Photo courtesy of nbcnews.com ||  Education Secretary Betsy DeVos spoke at George Mason University in Arlington, Va. on September 7. 

KATHERINE HAZEN ‘18 and SUNNIE YI NING ‘18
EDITOR-IN-CHEIF AND NEWS EDITOR

Last Thursday, Education Secretary Betsy DeVos said the department would rewrite campus sexual assault rules in a speech at George Mason University. Though DeVos did not divulge much of the policy changes her administration aimed to achieve, she made it clear she thought her predecessor had gone too far in protecting victims, often at the expense of the due process of accused students. 

“Through intimidation and coercion, the failed system has clearly pushed schools to overreach,” she said last Thursday to a student chapter of the Federalist Society, according to reporting by The New York Times. “With the heavy hand of Washington tipping the balance of her scale, the sad reality is that Lady Justice is not blind on campuses today.”

▸ SUPPLIED DATA
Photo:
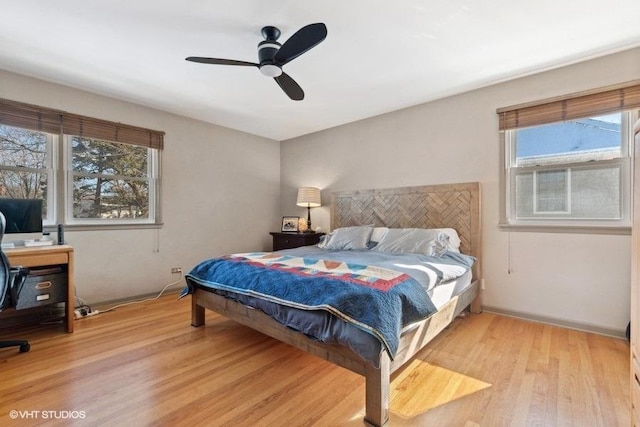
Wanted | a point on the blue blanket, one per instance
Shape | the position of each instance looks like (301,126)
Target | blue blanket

▸ WORK TO COMPLETE
a: Translate this sentence from the article on campus sexual assault rules into Spanish: "Last Thursday, Education Secretary Betsy DeVos said the department would rewrite campus sexual assault rules in a speech at George Mason University."
b: According to the article on campus sexual assault rules, what group was DeVos addressing when she made her remarks?
c: Please carry on writing the article on campus sexual assault rules, beginning right after its final sentence.

▸ REPLIES
a: El jueves pasado, la secretaria de Educación Betsy DeVos dijo, en un discurso en la Universidad George Mason, que el departamento reescribiría las normas sobre agresiones sexuales en los campus universitarios.

b: A student chapter of the Federalist Society.

c:
DeVos said she believed both accused students and victims are not adequately served by the quasi-judicial system currently in place. “Survivors aren’t well served when they are re-traumatized with appeal after appeal because the failed system failed the accused. And no student should be forced to sue their way to due process,” she said. 

DeVos signaled earlier this summer she would make a move on this by taking meetings with both groups representing accused students and groups representing victims such as End Rape on Campus, SurvJustice and so on.

Any move DeVos makes would either radically change or entirely rescind the 2011 guidance from the Department of Education, which demanded a more vigilant response to sexual assault accusations on college campuses under the Title IX of the Education Amendments Act of 1972. Under this guidance, colleges could lose federal funding if they do not comply. 

While DeVos did not give much detail in her speech, she hinted at proposals conservative lawyers have vouched for since 2011, such as giving the power to investigate and adjudicate cases of sexual misconduct to independent regional centers, in addition to raising the standard of proof from a “preponderance of evidence” to “clear and convincing.”

A period of public comment on the matter is open, a standard procedure before agencies release new guidelines.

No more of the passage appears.